EXCERPTED PASSAGE:
****************

Personal information
- Full name: Vilhelm Wolfhagen
- Date of birth: 11 November 1889
- Place of birth: Copenhagen, Denmark
- Date of death: 5 July 1958 (aged 68)
- Place of death: Frederikshavn, Denmark
- Position: Forward

Senior career*
- Years: Team / Apps / (Gls)
- 1906–1918: Kjøbenhavns Boldklub

International career
- 1908–1917: Denmark / 18 / (14)

Medal record
Men's Football
| Silver medal – second place | 1908 London | Team competition |
| Silver medal – second place | 1912 Stockholm | Team competition |

= Vilhelm Wolfhagen =

Danish footballer (1889–1958)

Vilhelm "Wolle" Wolfhagen (11 November 1889 – 5 July 1958) was a Danish footballer who scored 14 goals in 18 games for the Denmark national team and won silver medals at the 1908 and 1912 Summer Olympics. He played his entire career with Kjøbenhavns Boldklub (KB), with whom he won several Danish football championships.

****************

Answer these questions from the Vilhelm Wolfhagen profile:
1. What position did he play?
2. In which town did he die?
3. What was his nickname?

****************

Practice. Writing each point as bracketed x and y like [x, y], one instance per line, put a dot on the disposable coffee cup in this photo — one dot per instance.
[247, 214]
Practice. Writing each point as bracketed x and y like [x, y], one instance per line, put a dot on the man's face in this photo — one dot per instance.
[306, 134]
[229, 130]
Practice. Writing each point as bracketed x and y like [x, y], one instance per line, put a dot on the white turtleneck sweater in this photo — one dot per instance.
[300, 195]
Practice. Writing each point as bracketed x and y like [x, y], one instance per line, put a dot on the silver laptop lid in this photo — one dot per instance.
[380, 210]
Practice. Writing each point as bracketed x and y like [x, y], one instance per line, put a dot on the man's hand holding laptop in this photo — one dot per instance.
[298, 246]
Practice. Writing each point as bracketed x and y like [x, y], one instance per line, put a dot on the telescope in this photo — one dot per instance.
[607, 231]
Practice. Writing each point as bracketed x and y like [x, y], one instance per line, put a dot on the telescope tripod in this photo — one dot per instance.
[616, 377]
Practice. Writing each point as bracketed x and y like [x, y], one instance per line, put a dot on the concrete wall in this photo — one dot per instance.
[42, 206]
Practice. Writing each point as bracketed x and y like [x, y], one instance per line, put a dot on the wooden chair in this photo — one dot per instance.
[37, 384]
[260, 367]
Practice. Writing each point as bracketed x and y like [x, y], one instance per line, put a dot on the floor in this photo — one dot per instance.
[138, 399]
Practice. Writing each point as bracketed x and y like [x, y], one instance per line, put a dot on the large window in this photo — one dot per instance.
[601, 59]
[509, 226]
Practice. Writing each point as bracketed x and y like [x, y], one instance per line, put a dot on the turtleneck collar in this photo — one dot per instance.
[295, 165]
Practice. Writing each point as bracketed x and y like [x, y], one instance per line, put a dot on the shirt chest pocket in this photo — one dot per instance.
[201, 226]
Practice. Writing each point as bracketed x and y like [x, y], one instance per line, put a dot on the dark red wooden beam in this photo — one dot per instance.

****************

THE ANSWER:
1. Forward
2. Frederikshavn, Denmark
3. Wolle